> _Task_
Pick out every line in the items below that contains the word "winding", and copy each of those lines unchanged.

━━━━━━━━━━

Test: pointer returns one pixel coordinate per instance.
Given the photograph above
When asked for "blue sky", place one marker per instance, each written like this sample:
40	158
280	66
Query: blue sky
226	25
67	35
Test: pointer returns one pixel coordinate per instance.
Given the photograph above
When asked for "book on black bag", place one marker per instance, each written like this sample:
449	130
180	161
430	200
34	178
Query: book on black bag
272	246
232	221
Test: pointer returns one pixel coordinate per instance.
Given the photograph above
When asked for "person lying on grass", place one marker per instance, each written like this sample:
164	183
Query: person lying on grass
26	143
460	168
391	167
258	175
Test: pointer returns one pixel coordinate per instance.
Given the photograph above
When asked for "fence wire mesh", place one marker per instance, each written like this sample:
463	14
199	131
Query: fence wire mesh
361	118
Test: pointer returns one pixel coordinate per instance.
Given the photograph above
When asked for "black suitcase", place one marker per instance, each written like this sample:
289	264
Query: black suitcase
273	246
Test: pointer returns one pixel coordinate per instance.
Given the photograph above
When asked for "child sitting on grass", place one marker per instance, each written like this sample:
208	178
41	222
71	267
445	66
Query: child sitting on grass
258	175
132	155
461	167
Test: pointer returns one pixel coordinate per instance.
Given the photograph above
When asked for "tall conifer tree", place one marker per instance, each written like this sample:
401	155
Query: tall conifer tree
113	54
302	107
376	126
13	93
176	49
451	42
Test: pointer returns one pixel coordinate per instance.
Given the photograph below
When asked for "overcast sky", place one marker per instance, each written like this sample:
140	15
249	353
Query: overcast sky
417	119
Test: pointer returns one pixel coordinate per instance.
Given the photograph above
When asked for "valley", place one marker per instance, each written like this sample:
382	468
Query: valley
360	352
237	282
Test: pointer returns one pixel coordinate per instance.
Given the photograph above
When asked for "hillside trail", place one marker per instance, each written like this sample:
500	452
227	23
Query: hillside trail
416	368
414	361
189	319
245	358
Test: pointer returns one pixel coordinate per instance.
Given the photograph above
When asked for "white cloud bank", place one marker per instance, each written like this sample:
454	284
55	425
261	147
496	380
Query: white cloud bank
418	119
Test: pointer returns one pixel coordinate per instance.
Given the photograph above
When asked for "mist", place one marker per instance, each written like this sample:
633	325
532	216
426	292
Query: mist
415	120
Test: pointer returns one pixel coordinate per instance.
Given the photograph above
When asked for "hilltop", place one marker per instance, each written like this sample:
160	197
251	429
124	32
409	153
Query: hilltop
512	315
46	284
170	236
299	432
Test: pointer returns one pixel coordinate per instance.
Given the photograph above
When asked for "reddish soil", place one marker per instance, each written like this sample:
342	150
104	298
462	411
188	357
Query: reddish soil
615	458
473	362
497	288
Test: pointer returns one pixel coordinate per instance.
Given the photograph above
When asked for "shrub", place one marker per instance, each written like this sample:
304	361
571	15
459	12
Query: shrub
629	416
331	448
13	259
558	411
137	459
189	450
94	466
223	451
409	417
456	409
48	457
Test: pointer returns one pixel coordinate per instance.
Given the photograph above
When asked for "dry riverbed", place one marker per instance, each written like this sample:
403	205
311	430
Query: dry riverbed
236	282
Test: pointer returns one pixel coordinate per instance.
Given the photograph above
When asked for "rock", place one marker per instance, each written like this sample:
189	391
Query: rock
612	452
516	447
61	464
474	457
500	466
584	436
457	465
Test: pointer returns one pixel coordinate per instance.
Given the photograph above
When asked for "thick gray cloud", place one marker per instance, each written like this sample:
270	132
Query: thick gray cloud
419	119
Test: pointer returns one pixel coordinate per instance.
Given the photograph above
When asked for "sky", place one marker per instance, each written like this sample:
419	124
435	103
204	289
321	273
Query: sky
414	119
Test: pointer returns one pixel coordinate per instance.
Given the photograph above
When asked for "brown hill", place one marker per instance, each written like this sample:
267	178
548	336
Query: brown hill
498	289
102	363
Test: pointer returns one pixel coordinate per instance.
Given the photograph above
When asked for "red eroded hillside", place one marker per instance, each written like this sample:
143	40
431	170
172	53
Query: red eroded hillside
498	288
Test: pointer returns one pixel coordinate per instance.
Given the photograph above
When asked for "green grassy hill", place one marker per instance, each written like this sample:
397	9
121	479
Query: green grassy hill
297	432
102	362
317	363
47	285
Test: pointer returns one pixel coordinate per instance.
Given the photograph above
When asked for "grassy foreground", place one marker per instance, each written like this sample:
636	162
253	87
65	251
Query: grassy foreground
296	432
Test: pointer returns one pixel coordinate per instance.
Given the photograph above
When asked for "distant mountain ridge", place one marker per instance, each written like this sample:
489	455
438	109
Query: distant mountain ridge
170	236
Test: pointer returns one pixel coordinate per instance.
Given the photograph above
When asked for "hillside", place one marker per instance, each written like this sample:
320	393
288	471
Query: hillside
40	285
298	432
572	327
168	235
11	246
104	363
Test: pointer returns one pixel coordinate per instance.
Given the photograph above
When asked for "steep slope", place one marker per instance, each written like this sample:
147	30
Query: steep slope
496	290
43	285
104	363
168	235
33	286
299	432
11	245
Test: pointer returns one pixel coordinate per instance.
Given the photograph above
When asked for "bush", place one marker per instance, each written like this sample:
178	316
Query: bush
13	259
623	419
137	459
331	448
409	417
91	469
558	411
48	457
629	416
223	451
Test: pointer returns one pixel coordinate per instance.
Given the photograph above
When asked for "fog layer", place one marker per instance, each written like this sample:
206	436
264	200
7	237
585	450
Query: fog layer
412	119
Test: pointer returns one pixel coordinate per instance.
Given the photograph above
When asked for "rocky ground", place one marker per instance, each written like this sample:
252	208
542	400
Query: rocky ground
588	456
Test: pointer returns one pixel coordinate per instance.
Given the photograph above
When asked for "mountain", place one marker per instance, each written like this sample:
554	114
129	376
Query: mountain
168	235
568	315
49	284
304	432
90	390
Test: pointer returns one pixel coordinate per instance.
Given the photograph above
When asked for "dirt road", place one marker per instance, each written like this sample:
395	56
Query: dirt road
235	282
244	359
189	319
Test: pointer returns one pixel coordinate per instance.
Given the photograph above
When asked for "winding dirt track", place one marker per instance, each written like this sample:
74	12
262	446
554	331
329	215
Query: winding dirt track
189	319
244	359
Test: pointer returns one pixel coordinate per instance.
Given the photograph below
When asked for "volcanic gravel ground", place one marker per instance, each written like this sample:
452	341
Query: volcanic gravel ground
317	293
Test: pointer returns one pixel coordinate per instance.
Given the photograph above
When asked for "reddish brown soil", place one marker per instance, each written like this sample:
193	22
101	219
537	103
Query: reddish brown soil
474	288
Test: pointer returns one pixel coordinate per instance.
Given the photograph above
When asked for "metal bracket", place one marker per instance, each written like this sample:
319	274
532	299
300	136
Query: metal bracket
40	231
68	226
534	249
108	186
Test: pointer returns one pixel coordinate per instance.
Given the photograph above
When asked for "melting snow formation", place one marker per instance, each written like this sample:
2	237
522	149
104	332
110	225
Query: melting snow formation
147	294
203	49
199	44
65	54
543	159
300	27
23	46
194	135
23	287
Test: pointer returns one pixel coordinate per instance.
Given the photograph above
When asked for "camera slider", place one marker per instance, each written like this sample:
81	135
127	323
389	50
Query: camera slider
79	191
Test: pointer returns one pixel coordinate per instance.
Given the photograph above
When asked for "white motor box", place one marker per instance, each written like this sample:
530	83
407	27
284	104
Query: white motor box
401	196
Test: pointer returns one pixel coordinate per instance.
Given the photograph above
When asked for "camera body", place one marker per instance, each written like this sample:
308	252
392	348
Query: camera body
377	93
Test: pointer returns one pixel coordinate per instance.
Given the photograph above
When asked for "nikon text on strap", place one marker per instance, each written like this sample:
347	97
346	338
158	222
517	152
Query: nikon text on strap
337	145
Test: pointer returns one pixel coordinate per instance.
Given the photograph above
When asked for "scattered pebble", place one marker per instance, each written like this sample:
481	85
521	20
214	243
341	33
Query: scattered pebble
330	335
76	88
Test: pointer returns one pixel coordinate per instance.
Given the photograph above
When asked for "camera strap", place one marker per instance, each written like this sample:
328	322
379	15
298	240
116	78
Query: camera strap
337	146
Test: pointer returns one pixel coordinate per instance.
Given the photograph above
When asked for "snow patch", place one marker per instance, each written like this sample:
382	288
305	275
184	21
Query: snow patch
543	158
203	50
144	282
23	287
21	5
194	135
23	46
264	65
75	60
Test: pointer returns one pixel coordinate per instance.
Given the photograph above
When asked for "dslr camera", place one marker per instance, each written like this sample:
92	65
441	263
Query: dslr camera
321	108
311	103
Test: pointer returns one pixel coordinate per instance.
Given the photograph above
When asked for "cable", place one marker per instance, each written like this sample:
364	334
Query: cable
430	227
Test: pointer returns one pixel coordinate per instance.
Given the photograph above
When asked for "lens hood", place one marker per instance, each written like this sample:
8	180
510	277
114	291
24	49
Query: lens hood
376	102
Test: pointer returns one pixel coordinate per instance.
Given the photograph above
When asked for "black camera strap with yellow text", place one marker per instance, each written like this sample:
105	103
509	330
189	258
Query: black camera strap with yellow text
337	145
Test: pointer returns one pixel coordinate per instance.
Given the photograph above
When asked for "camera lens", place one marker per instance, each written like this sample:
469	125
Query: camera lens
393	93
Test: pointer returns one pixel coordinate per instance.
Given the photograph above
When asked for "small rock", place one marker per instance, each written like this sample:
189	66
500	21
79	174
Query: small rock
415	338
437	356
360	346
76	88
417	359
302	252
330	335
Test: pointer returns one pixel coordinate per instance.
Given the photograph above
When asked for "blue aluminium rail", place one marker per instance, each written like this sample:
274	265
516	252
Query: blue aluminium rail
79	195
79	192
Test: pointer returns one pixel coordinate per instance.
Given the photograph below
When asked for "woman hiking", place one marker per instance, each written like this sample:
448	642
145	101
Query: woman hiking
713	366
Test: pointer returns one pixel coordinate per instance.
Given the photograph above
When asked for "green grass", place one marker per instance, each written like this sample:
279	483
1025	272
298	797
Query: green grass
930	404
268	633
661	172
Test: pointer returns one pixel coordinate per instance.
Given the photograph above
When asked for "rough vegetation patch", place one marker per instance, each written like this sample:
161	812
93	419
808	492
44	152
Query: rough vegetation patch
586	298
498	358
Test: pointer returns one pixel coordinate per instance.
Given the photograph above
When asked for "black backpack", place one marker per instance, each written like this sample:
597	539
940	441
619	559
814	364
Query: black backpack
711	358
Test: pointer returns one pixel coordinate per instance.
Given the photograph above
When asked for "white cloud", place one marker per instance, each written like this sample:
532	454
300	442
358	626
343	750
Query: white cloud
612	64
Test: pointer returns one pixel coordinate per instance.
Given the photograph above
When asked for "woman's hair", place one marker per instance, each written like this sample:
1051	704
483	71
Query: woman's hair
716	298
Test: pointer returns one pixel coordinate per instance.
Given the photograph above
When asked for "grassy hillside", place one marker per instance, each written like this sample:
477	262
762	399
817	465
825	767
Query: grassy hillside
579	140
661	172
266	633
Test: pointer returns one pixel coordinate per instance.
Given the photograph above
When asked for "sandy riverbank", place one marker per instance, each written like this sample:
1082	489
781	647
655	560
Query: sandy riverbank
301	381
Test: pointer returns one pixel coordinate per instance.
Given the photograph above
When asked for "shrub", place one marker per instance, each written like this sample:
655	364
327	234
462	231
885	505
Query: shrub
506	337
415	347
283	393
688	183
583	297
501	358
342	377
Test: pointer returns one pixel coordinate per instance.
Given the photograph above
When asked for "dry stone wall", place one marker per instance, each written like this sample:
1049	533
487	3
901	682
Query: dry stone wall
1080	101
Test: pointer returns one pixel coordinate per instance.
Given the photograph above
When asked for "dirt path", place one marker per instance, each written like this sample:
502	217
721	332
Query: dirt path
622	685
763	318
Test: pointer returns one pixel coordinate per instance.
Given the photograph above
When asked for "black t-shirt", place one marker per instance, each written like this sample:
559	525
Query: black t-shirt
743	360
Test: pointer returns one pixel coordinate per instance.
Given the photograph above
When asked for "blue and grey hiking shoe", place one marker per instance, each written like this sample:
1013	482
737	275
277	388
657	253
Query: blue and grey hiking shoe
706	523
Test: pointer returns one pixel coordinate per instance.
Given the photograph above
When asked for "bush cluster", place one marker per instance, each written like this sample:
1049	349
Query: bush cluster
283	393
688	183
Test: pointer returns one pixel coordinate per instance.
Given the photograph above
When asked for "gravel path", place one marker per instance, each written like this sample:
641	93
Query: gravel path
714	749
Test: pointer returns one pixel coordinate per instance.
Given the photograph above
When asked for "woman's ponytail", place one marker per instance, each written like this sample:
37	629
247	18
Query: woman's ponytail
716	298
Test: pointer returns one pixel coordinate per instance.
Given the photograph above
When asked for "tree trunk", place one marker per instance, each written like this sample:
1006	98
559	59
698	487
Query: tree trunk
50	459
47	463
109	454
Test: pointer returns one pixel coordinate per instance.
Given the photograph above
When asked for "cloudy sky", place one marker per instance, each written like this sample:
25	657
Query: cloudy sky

━━━━━━━━━━

> _Written solution_
When asked for "winding dirt track", place one marker per instance, each written like this sample:
Query: winding dirt track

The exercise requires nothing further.